Convert every line from the one holding "Each instance of the overcast" through the final line of the rows, both ends included, into a numbered list that omits any blank lines.
--
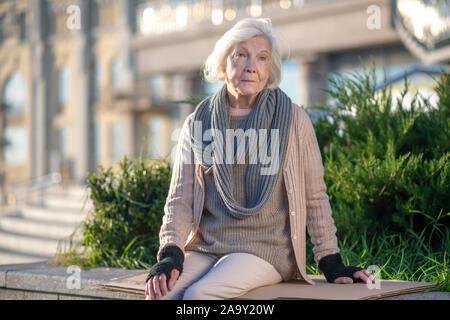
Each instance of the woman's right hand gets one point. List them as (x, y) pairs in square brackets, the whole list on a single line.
[(157, 286)]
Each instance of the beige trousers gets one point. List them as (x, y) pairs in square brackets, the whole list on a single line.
[(206, 277)]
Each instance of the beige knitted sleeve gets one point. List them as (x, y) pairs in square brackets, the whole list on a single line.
[(319, 221), (178, 209)]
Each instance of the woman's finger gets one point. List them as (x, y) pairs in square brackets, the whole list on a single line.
[(147, 289), (163, 284), (361, 275), (150, 289), (343, 280), (156, 287), (371, 277)]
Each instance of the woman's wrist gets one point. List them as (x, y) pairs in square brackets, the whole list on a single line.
[(333, 268), (170, 257)]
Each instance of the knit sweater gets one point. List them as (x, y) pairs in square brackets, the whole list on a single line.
[(266, 234), (309, 207)]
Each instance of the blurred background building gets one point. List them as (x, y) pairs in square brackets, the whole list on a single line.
[(85, 82)]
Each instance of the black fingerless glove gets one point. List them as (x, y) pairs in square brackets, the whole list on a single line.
[(171, 257), (333, 268)]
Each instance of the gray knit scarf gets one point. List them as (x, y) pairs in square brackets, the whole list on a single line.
[(272, 110)]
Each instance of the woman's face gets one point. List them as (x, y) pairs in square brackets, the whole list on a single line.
[(248, 66)]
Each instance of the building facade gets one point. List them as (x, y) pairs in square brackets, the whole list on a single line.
[(85, 82)]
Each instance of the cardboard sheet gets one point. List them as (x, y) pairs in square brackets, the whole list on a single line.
[(294, 289)]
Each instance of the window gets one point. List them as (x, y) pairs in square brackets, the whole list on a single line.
[(14, 96), (290, 80), (63, 143), (96, 82), (155, 131), (15, 151), (63, 86), (116, 141), (115, 75), (97, 143), (156, 87)]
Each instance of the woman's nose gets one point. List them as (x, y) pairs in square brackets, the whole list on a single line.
[(250, 67)]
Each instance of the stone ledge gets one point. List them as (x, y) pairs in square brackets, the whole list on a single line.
[(43, 281)]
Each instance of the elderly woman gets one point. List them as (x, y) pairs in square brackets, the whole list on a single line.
[(246, 220)]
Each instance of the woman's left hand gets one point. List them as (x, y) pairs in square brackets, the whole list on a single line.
[(364, 275)]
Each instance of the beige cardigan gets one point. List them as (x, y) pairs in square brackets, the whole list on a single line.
[(309, 205)]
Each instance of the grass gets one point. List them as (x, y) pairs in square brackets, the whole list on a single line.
[(409, 258)]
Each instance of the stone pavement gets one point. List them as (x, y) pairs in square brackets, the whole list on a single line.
[(35, 281)]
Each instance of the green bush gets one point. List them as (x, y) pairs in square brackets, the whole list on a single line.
[(386, 169), (122, 228)]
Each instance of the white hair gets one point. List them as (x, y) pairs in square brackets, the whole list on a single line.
[(214, 68)]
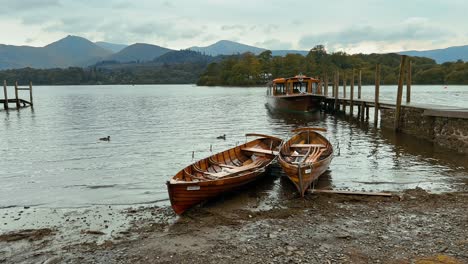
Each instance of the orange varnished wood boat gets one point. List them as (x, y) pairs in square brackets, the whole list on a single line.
[(305, 156), (223, 172), (294, 94)]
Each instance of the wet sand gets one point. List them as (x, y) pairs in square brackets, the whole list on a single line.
[(413, 226)]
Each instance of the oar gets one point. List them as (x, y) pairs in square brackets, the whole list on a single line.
[(262, 135), (309, 129)]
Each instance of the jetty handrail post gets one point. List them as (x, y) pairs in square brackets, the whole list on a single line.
[(377, 94), (400, 92), (344, 85), (351, 95), (325, 90), (359, 84), (336, 89), (408, 83), (16, 95), (5, 104), (30, 92)]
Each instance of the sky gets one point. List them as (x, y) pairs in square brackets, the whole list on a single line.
[(364, 26)]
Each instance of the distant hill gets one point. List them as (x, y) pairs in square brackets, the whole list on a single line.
[(138, 52), (69, 51), (111, 46), (226, 47), (285, 52), (184, 56), (75, 51), (441, 55)]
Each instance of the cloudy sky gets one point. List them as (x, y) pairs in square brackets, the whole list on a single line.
[(352, 26)]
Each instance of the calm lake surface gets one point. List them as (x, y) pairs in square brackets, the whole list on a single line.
[(51, 155)]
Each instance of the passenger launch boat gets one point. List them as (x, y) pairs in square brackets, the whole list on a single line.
[(295, 94), (305, 156), (223, 172)]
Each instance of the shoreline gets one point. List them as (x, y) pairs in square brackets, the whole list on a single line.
[(251, 227)]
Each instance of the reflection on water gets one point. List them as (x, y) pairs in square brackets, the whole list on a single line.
[(51, 155)]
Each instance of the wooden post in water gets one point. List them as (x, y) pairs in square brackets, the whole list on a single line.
[(408, 83), (5, 104), (344, 85), (326, 85), (400, 92), (377, 94), (359, 85), (336, 90), (351, 95), (16, 95), (30, 92), (344, 92)]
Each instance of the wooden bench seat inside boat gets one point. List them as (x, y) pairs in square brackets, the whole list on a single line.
[(307, 146), (236, 170), (262, 151)]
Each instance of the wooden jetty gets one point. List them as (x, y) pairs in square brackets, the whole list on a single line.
[(444, 125), (18, 102)]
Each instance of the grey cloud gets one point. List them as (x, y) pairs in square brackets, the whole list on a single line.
[(233, 27), (25, 6), (274, 44), (412, 30)]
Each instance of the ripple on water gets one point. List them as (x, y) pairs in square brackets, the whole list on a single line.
[(51, 154)]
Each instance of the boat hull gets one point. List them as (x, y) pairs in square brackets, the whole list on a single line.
[(303, 174), (186, 195), (294, 103), (222, 172)]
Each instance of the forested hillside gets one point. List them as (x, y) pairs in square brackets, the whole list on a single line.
[(249, 69)]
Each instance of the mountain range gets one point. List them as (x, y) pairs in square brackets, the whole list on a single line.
[(77, 51), (441, 55)]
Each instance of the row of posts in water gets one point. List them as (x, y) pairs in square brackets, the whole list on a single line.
[(16, 100), (405, 71)]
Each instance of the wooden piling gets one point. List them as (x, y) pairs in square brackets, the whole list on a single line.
[(5, 104), (344, 92), (344, 85), (325, 90), (400, 92), (336, 90), (351, 95), (30, 92), (363, 106), (377, 94), (359, 84), (16, 95), (408, 83)]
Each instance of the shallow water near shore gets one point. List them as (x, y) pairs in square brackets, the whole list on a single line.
[(51, 156)]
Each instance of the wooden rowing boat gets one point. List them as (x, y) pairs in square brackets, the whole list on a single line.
[(294, 94), (223, 172), (305, 156)]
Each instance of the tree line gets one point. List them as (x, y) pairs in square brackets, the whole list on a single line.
[(249, 69), (136, 74)]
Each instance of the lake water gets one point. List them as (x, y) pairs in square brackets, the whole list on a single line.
[(50, 156)]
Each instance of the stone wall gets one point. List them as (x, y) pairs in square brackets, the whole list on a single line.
[(445, 131)]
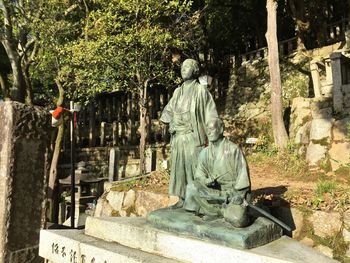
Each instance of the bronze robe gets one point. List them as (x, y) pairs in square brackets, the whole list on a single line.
[(190, 107)]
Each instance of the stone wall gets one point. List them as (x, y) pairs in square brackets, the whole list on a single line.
[(318, 134), (23, 173), (316, 229)]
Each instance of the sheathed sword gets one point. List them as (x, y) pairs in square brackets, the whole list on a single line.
[(246, 203), (266, 214)]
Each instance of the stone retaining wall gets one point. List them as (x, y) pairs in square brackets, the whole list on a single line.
[(324, 231)]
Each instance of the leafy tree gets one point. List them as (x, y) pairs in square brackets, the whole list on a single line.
[(19, 43), (127, 45), (279, 131)]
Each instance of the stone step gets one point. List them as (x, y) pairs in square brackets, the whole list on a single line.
[(136, 233), (72, 246)]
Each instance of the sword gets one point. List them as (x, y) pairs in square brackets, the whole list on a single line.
[(246, 203), (266, 214)]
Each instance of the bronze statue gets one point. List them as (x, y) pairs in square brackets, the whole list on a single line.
[(187, 112), (221, 183)]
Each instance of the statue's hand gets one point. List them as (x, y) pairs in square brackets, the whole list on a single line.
[(208, 182), (237, 200)]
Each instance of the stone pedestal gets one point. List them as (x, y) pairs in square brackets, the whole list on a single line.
[(260, 232), (109, 240), (23, 170)]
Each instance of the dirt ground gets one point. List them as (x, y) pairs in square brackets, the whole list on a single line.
[(272, 185)]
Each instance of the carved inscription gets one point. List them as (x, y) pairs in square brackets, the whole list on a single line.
[(57, 249)]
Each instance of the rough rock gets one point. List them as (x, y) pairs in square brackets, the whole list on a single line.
[(307, 241), (325, 224), (103, 208), (115, 200), (293, 218), (325, 250), (346, 219), (339, 154), (129, 200), (339, 129), (321, 130), (346, 235), (347, 253), (325, 113), (147, 202), (315, 153), (300, 102), (302, 134)]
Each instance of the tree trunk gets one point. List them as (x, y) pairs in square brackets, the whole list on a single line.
[(3, 86), (52, 189), (297, 8), (29, 93), (143, 113), (17, 92), (279, 130)]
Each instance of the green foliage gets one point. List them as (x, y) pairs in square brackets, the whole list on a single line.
[(323, 188), (266, 146), (111, 45)]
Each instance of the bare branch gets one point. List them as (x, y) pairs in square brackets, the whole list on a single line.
[(70, 9)]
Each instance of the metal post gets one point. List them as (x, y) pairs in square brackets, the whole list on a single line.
[(72, 159)]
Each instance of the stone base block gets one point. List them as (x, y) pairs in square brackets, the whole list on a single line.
[(72, 246), (137, 233), (260, 232)]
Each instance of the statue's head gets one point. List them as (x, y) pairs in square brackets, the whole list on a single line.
[(215, 129), (189, 69)]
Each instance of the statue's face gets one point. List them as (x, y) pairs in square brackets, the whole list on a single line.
[(189, 69), (186, 72), (214, 131)]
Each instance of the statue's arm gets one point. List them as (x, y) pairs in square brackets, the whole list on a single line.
[(241, 180), (167, 113), (202, 172), (208, 110)]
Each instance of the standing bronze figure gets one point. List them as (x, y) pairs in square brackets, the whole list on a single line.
[(187, 112)]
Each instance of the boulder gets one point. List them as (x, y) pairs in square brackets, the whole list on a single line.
[(129, 200), (115, 199), (321, 130), (325, 224), (339, 154), (346, 235), (293, 218), (300, 102), (302, 134), (147, 202), (346, 219), (325, 113), (325, 250), (339, 129), (307, 241), (315, 153), (103, 208)]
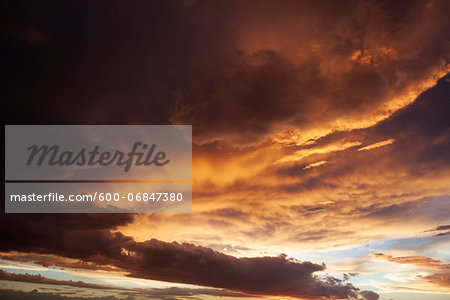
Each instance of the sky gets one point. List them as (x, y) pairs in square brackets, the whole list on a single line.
[(321, 147)]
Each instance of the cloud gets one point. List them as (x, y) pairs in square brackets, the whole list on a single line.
[(165, 293), (441, 278), (299, 73), (369, 295), (440, 230), (415, 260), (376, 145)]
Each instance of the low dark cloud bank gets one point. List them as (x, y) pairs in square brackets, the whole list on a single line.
[(174, 262)]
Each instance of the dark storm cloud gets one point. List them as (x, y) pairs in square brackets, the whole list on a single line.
[(421, 145), (369, 295), (154, 292)]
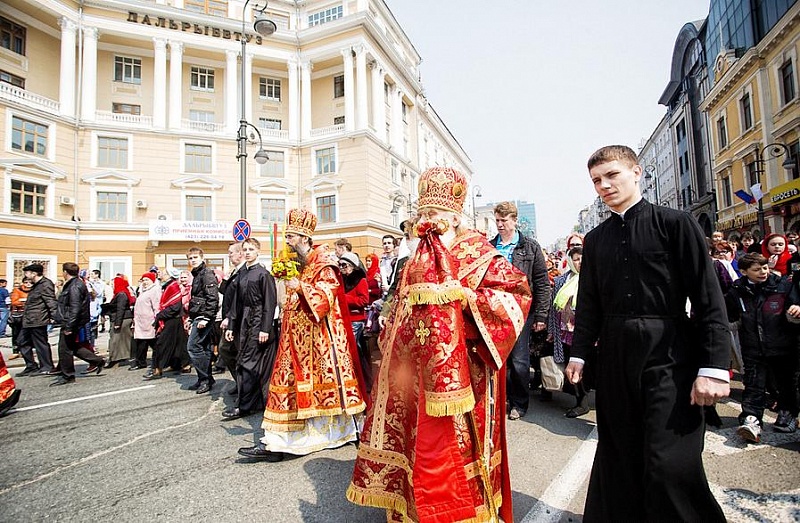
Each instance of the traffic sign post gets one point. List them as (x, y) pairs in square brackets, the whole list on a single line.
[(241, 230)]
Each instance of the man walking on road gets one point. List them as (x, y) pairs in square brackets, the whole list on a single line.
[(73, 340), (526, 255), (202, 311), (40, 310), (656, 367)]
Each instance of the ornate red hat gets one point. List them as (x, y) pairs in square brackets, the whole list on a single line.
[(301, 221), (442, 188)]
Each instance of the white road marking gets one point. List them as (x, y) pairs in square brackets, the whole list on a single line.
[(559, 493), (213, 407), (84, 398)]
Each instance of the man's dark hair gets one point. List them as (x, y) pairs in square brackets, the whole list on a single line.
[(750, 259), (71, 268)]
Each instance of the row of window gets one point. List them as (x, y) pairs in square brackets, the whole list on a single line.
[(28, 198), (787, 94)]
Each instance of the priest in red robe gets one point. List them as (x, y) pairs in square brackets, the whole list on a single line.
[(433, 447), (316, 390)]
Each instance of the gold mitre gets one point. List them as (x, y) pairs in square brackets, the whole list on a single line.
[(301, 221), (442, 188)]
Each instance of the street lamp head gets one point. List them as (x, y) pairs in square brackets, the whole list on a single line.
[(261, 157), (263, 25)]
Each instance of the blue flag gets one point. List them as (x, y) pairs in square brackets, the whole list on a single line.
[(746, 196)]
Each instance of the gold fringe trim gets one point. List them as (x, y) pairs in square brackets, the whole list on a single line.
[(435, 294), (438, 408), (366, 498)]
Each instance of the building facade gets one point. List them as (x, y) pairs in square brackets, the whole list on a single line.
[(120, 122), (753, 105)]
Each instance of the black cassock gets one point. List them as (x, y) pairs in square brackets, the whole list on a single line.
[(252, 311), (636, 275)]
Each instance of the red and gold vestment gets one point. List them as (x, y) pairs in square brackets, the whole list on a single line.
[(316, 372), (433, 447)]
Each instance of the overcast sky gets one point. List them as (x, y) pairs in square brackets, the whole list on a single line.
[(530, 88)]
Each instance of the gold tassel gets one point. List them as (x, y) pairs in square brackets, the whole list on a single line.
[(439, 409)]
--
◆ **RESPONSE TO THIS TASK**:
1. Each instance of the overcast sky gets one point. List them as (x, y) pairs in square brackets, the whole list on a single line.
2. [(530, 88)]
3. Each instance of the gold tassel gets one point. List them as (x, y) pairs in square brackets, the whole list on a single line.
4. [(439, 409)]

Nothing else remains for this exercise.